(Exercise requirements) Search the entries for lines that contain the word "below", and report each one found.

(Dataset)

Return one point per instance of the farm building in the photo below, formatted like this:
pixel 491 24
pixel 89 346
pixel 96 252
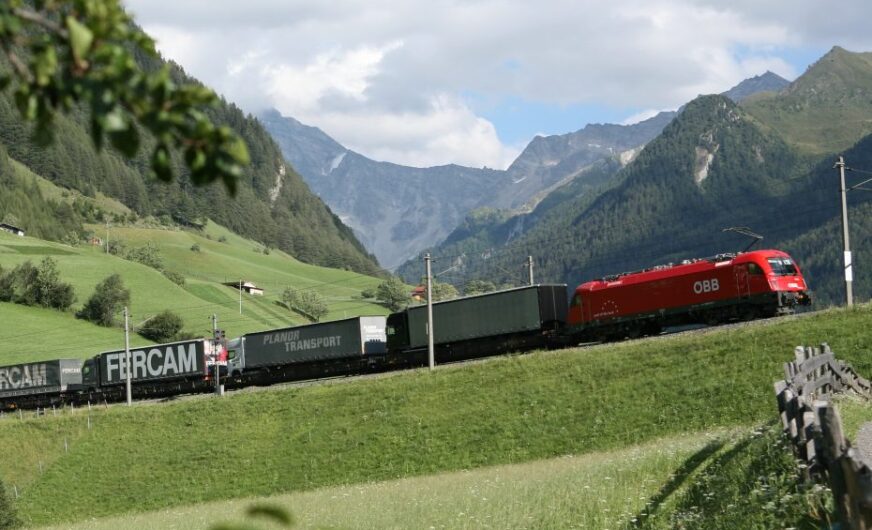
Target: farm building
pixel 11 229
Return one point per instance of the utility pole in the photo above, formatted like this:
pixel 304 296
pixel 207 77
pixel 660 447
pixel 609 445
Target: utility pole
pixel 127 355
pixel 849 271
pixel 430 352
pixel 216 352
pixel 530 268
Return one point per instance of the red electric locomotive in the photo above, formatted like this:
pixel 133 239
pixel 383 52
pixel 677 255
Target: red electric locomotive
pixel 711 290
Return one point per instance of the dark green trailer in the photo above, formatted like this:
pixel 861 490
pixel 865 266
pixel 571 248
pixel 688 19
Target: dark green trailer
pixel 341 347
pixel 352 337
pixel 37 384
pixel 514 319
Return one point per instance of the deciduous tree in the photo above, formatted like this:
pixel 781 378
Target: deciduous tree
pixel 65 54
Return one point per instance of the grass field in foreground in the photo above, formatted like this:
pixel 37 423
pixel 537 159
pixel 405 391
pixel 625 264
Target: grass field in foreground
pixel 597 490
pixel 699 481
pixel 501 411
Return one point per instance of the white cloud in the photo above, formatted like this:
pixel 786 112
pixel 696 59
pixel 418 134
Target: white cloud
pixel 387 78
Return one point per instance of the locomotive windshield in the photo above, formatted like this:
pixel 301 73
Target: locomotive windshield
pixel 783 266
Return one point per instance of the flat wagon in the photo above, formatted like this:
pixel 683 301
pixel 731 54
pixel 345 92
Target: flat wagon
pixel 517 319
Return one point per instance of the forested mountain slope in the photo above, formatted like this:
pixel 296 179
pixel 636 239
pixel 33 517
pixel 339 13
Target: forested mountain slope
pixel 719 166
pixel 273 205
pixel 825 110
pixel 713 167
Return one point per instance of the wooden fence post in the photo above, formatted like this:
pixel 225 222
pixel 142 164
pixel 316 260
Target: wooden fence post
pixel 833 447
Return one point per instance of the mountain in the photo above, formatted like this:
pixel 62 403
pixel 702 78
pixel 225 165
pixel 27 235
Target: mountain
pixel 768 82
pixel 273 204
pixel 717 165
pixel 825 110
pixel 397 211
pixel 550 161
pixel 712 167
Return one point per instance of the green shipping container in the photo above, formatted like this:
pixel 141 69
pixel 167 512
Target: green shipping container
pixel 524 309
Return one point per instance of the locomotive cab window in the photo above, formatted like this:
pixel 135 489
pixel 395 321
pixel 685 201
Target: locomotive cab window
pixel 782 266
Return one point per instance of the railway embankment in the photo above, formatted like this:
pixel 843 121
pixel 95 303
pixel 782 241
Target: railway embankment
pixel 502 411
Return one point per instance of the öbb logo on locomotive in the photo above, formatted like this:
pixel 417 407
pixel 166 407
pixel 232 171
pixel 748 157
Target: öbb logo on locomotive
pixel 722 288
pixel 706 286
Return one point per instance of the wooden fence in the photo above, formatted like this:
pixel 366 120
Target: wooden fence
pixel 813 424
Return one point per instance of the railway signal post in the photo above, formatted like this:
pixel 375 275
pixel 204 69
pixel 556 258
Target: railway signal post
pixel 127 369
pixel 431 356
pixel 530 268
pixel 849 272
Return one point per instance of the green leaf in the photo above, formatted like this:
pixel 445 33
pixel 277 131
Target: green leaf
pixel 115 121
pixel 45 63
pixel 81 38
pixel 160 163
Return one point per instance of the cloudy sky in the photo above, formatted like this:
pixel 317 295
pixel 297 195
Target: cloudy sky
pixel 429 82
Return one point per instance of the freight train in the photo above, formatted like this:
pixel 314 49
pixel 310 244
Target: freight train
pixel 721 288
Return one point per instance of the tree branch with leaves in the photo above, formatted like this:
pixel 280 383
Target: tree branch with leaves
pixel 66 53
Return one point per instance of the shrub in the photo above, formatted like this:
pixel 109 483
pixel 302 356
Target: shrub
pixel 149 255
pixel 7 510
pixel 37 286
pixel 108 299
pixel 165 327
pixel 175 277
pixel 393 294
pixel 307 303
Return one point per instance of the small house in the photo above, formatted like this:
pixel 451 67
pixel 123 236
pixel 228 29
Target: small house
pixel 6 227
pixel 247 287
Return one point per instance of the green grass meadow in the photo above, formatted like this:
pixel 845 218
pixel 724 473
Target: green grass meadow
pixel 595 490
pixel 503 411
pixel 41 334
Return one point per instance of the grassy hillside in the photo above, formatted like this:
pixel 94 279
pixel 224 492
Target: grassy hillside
pixel 61 335
pixel 502 411
pixel 563 492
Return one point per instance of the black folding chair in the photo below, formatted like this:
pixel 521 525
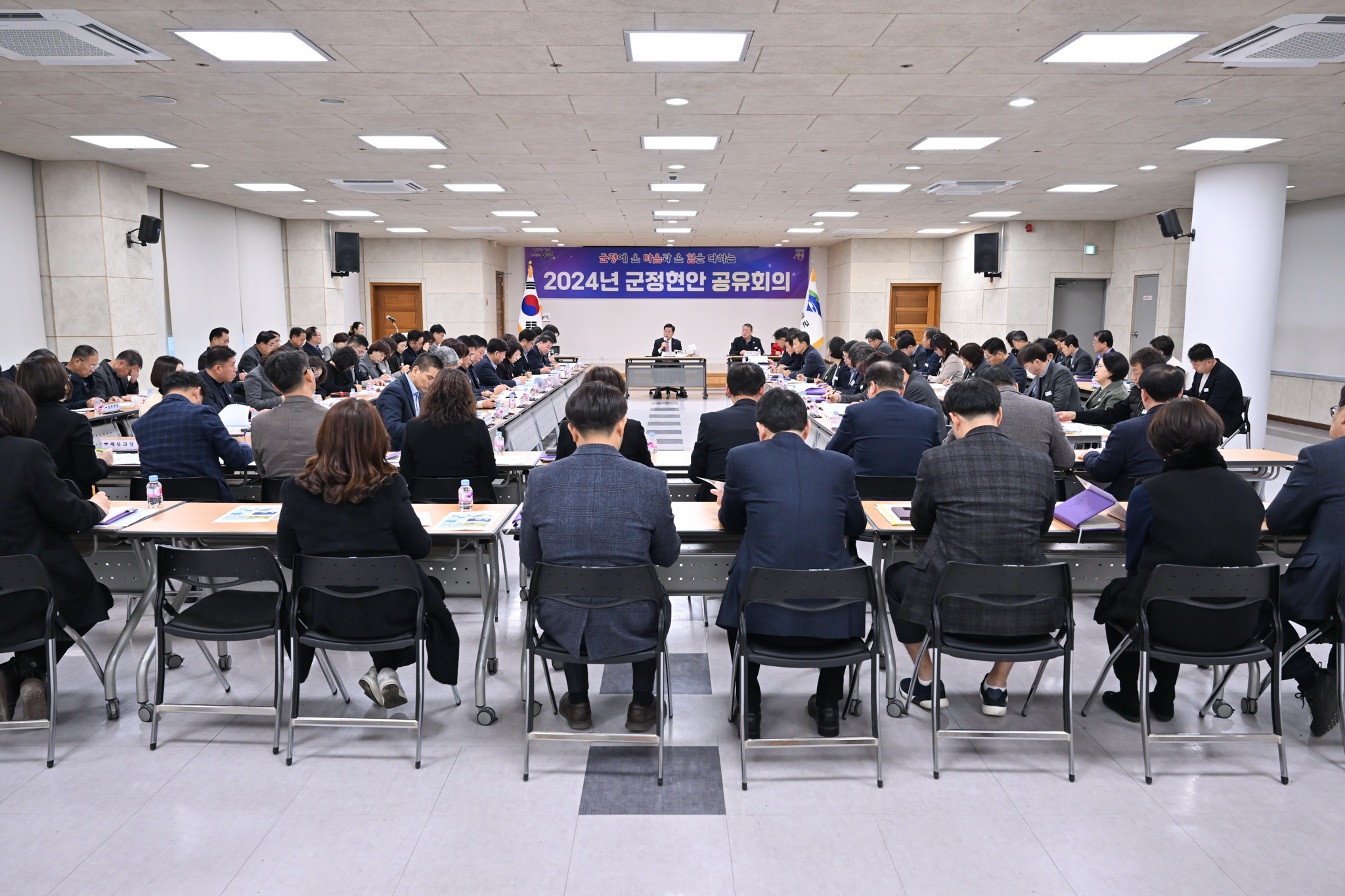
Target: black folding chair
pixel 806 591
pixel 225 613
pixel 563 585
pixel 326 580
pixel 30 621
pixel 1002 614
pixel 197 488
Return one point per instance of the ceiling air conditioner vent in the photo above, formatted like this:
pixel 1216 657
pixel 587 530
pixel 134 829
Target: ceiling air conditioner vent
pixel 380 186
pixel 68 38
pixel 1290 42
pixel 969 187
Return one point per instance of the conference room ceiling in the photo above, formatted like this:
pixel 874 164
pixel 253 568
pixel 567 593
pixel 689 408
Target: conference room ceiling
pixel 539 96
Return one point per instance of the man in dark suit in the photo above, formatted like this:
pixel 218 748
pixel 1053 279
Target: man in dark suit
pixel 599 509
pixel 183 438
pixel 722 431
pixel 811 367
pixel 982 499
pixel 795 507
pixel 666 343
pixel 887 435
pixel 400 402
pixel 1128 453
pixel 1312 503
pixel 1051 382
pixel 745 343
pixel 1216 385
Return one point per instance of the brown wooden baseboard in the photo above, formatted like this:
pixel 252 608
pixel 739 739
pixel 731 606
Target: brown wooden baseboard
pixel 1297 422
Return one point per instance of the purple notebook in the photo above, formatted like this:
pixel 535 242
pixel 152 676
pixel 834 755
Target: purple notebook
pixel 1083 507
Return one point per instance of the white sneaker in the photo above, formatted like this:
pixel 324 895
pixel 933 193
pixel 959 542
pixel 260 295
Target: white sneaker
pixel 390 687
pixel 369 681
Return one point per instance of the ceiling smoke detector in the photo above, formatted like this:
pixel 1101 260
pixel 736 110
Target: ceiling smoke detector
pixel 380 186
pixel 68 38
pixel 1289 42
pixel 969 187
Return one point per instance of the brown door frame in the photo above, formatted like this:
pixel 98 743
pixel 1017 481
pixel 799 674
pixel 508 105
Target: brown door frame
pixel 935 307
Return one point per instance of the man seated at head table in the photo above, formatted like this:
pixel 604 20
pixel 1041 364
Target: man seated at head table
pixel 768 488
pixel 724 430
pixel 185 438
pixel 982 499
pixel 1128 454
pixel 885 436
pixel 283 438
pixel 599 509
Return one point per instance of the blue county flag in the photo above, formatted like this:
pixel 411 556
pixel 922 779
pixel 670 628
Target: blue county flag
pixel 811 322
pixel 530 312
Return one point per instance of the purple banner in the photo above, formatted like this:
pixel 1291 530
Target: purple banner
pixel 640 272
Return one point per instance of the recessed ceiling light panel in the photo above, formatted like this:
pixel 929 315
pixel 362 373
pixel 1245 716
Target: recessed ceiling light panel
pixel 1102 47
pixel 688 46
pixel 256 46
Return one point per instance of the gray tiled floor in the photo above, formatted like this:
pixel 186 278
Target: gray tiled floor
pixel 214 812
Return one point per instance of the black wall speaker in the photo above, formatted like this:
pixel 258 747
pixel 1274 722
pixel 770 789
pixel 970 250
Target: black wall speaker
pixel 347 251
pixel 986 255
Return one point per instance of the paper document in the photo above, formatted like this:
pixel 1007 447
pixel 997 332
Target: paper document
pixel 252 513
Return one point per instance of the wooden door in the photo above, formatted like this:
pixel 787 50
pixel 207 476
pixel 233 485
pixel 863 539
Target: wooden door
pixel 912 307
pixel 395 300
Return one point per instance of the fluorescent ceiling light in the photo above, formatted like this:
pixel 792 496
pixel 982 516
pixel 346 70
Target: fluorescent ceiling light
pixel 1080 188
pixel 408 141
pixel 271 188
pixel 956 142
pixel 127 141
pixel 879 188
pixel 256 46
pixel 1119 46
pixel 1231 144
pixel 680 142
pixel 688 46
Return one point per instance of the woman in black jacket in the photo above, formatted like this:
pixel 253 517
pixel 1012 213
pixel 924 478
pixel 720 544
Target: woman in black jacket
pixel 39 516
pixel 449 440
pixel 68 435
pixel 634 445
pixel 1192 513
pixel 350 503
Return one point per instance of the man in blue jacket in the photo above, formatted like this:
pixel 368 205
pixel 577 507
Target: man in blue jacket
pixel 1312 503
pixel 1128 453
pixel 887 435
pixel 771 486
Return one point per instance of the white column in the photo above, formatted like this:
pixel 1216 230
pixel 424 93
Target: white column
pixel 1234 276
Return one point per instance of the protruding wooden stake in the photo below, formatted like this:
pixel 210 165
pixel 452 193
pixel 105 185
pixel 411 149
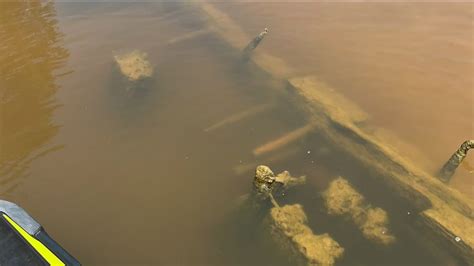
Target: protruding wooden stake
pixel 452 164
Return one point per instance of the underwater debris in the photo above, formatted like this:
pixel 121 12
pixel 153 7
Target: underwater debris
pixel 456 159
pixel 442 210
pixel 135 65
pixel 288 229
pixel 284 140
pixel 255 42
pixel 190 36
pixel 240 116
pixel 265 181
pixel 280 156
pixel 342 199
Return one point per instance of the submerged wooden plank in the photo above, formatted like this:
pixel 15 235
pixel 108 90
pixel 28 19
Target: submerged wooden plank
pixel 240 116
pixel 284 140
pixel 448 212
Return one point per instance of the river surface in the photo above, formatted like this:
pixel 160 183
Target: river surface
pixel 150 177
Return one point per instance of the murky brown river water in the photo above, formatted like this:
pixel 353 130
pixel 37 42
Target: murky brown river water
pixel 136 179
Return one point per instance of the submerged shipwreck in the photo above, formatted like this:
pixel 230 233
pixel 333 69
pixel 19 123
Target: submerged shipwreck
pixel 439 212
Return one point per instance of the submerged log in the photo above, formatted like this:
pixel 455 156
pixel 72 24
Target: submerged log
pixel 284 140
pixel 456 159
pixel 239 116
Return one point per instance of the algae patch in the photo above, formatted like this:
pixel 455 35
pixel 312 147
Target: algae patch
pixel 135 65
pixel 289 230
pixel 342 199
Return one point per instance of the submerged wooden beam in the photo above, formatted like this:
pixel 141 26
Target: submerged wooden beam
pixel 280 156
pixel 284 140
pixel 240 116
pixel 339 121
pixel 190 35
pixel 456 159
pixel 288 229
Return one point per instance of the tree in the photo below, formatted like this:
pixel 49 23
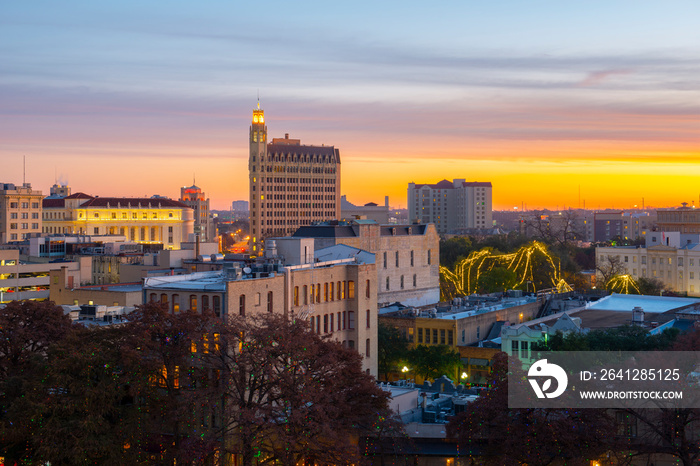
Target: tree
pixel 540 437
pixel 88 413
pixel 433 361
pixel 393 347
pixel 28 329
pixel 180 397
pixel 292 395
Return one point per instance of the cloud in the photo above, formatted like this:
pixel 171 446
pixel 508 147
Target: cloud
pixel 600 76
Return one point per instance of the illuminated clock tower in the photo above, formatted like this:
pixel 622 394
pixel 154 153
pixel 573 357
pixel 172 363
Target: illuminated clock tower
pixel 256 174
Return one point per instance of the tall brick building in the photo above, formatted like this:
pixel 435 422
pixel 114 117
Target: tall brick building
pixel 291 184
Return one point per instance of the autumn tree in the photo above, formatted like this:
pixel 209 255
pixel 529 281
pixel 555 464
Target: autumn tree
pixel 292 395
pixel 537 437
pixel 28 329
pixel 89 412
pixel 179 393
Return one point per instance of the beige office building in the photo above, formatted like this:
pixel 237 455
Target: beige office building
pixel 20 212
pixel 291 184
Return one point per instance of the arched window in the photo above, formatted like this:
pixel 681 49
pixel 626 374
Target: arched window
pixel 216 302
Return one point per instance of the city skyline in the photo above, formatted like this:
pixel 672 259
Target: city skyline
pixel 556 105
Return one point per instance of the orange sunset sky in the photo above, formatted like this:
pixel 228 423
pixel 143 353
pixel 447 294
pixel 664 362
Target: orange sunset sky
pixel 557 106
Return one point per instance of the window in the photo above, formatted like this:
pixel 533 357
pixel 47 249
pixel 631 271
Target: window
pixel 626 424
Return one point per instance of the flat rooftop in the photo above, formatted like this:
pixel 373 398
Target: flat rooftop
pixel 651 304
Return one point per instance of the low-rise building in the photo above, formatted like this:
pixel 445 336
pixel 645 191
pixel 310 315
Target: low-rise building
pixel 337 297
pixel 20 212
pixel 22 278
pixel 140 220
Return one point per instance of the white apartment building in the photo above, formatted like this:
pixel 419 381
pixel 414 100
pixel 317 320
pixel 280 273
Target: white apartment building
pixel 672 257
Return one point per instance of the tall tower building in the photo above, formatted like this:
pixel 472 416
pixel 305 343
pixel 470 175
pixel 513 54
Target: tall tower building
pixel 291 184
pixel 194 198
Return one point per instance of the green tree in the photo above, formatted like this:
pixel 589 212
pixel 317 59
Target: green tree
pixel 393 348
pixel 433 361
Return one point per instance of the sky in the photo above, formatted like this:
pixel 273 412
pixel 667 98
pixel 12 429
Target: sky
pixel 558 104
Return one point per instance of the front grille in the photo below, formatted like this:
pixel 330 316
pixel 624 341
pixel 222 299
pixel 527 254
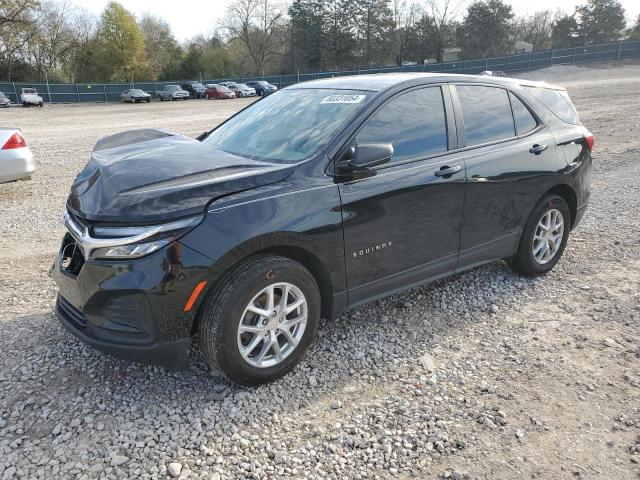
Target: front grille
pixel 72 259
pixel 71 313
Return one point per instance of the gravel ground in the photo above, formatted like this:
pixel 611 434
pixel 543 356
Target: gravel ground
pixel 484 375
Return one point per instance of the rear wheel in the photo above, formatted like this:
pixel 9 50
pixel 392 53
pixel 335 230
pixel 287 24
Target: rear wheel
pixel 259 322
pixel 544 238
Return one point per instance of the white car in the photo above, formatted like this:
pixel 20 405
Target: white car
pixel 30 96
pixel 16 160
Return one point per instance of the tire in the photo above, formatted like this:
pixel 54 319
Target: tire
pixel 226 307
pixel 525 262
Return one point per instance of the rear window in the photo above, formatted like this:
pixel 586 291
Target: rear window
pixel 525 122
pixel 487 114
pixel 558 102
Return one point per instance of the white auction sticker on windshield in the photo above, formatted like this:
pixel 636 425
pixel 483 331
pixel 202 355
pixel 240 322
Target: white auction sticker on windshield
pixel 343 99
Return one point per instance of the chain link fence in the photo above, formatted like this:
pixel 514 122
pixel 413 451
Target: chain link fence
pixel 110 92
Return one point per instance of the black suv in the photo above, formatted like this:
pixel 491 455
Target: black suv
pixel 195 89
pixel 315 200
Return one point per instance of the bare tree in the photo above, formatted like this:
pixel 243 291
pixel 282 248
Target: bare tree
pixel 444 13
pixel 17 27
pixel 54 38
pixel 257 25
pixel 536 28
pixel 405 18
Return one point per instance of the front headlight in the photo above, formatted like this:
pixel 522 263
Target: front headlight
pixel 134 250
pixel 127 242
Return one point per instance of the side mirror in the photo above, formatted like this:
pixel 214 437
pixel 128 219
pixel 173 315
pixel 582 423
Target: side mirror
pixel 366 155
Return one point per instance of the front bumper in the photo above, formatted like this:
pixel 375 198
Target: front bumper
pixel 132 309
pixel 16 164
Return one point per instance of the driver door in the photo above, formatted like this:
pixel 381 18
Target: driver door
pixel 402 219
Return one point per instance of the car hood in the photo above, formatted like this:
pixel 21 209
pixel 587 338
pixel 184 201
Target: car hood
pixel 151 176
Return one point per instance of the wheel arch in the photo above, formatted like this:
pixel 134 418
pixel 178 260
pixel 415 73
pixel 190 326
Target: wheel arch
pixel 286 245
pixel 569 195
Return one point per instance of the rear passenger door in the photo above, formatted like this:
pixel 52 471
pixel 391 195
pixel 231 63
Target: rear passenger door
pixel 402 220
pixel 510 163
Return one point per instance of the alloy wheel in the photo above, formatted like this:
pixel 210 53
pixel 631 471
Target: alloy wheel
pixel 548 236
pixel 272 325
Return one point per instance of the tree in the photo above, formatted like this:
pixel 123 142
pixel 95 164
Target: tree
pixel 443 13
pixel 405 20
pixel 308 37
pixel 255 23
pixel 54 40
pixel 17 28
pixel 564 33
pixel 536 29
pixel 600 21
pixel 340 21
pixel 373 33
pixel 486 29
pixel 634 31
pixel 161 48
pixel 121 41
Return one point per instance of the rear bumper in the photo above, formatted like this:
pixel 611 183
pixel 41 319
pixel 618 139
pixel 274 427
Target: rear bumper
pixel 16 164
pixel 580 211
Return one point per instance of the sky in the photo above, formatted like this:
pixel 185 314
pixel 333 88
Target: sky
pixel 201 16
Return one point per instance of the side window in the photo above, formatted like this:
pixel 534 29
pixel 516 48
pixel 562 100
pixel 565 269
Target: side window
pixel 558 102
pixel 486 112
pixel 413 122
pixel 525 122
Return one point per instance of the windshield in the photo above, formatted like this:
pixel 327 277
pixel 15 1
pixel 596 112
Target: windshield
pixel 288 126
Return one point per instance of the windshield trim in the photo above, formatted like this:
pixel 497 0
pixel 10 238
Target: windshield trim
pixel 321 150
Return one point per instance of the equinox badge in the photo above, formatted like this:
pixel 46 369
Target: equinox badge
pixel 374 248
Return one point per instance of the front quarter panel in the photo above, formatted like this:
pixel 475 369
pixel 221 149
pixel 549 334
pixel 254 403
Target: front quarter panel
pixel 303 213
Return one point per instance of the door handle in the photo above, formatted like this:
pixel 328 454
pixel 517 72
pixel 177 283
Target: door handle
pixel 448 171
pixel 537 149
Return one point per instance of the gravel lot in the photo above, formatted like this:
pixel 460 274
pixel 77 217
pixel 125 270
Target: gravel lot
pixel 484 375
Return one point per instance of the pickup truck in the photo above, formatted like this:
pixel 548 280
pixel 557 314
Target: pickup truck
pixel 172 92
pixel 29 96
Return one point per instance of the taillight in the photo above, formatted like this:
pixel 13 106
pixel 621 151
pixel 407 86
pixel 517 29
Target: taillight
pixel 590 141
pixel 15 141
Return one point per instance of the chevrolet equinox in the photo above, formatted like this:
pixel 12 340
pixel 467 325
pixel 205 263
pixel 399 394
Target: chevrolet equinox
pixel 317 199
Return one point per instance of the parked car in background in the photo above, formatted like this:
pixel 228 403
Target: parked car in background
pixel 218 91
pixel 240 89
pixel 29 96
pixel 320 198
pixel 172 92
pixel 195 89
pixel 261 87
pixel 4 100
pixel 16 160
pixel 135 95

(Written answer)
Return one point per instance of the farm building in the photo below, formatted like this:
Return one point per instance of the black folding chair in the photo below, formatted like this:
Return one point per instance of the protruding wooden stake in the photo below, formatted like this:
Return one point per instance of the tree in the photo below, formatted like this:
Return one point per instance of the front grille in the photo below, formatted like this:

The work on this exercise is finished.